(Records taken from a collection)

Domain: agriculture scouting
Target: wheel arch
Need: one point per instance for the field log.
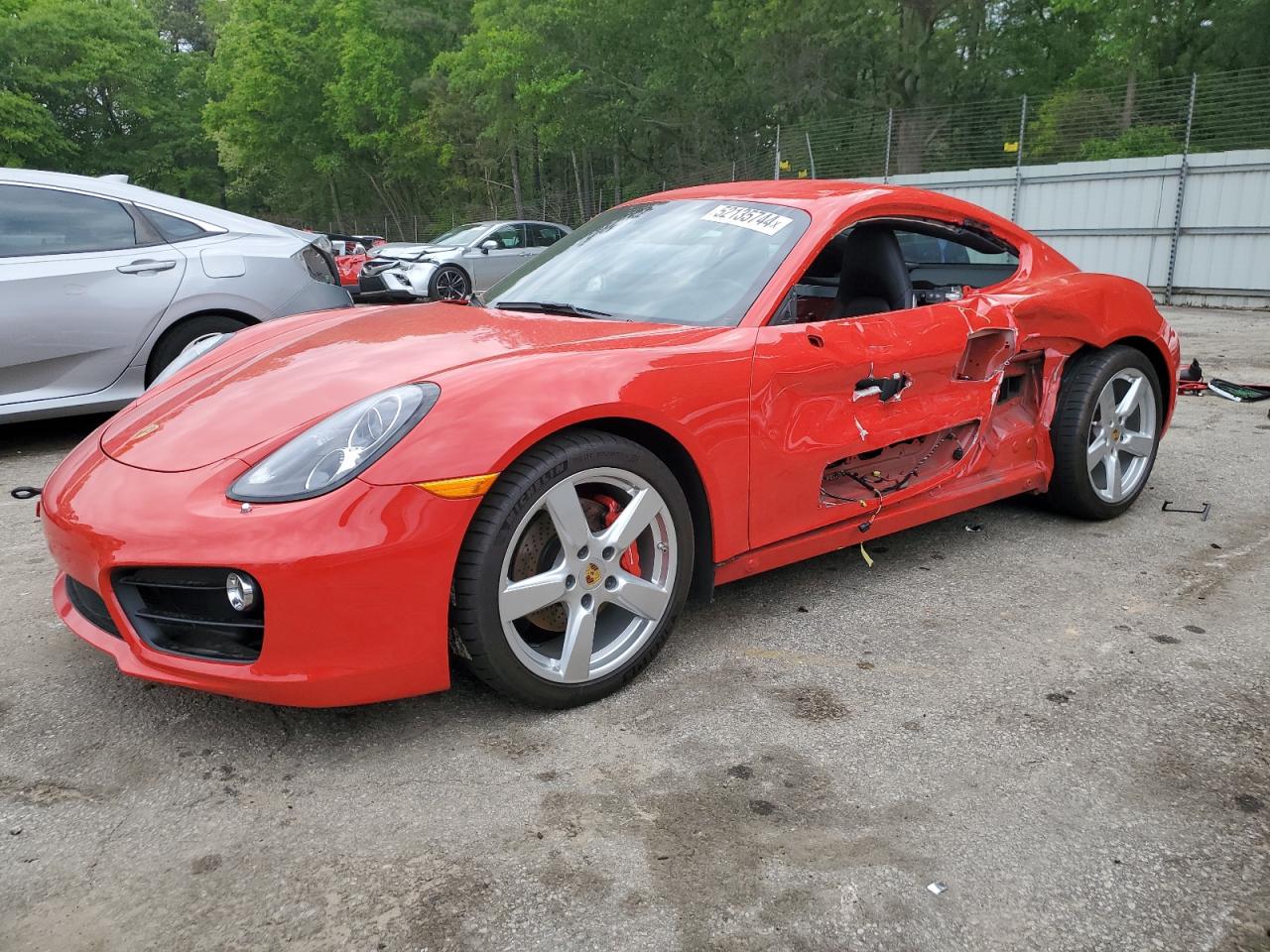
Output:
(471, 284)
(1159, 363)
(243, 317)
(676, 456)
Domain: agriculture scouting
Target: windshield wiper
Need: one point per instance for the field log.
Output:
(549, 307)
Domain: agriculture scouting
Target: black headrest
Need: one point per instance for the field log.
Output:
(874, 272)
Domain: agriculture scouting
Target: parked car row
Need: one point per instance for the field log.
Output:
(103, 284)
(462, 261)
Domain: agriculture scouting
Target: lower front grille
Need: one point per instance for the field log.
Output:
(187, 612)
(90, 606)
(371, 282)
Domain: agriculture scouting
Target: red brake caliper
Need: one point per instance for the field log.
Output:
(630, 557)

■ The problem ■
Reproduce the lines above verbatim, omitting the picture.

■ Exercise result ■
Domain: agriculture scouting
Target: wheel arch
Need: one point per instance for the field log.
Output:
(471, 284)
(1159, 363)
(243, 317)
(676, 456)
Domain: agriculture scouting
Target: windshield wiper
Need: one point per instance for the field log.
Output:
(549, 307)
Domain: agriculture scouting
Target: black headrest
Need: one point per instance for the field log.
Output:
(874, 272)
Domain: agriculture scouting
Target: parked car row
Need: one point per instance for the field log.
Output:
(103, 284)
(462, 261)
Domain: agriculture scouting
Target: lower front grille
Need: one point per instance for the field log.
Output:
(187, 612)
(90, 606)
(371, 282)
Domain: agriculture scouting
Target: red brake caliper
Need: one point per instance for the field log.
Output:
(630, 557)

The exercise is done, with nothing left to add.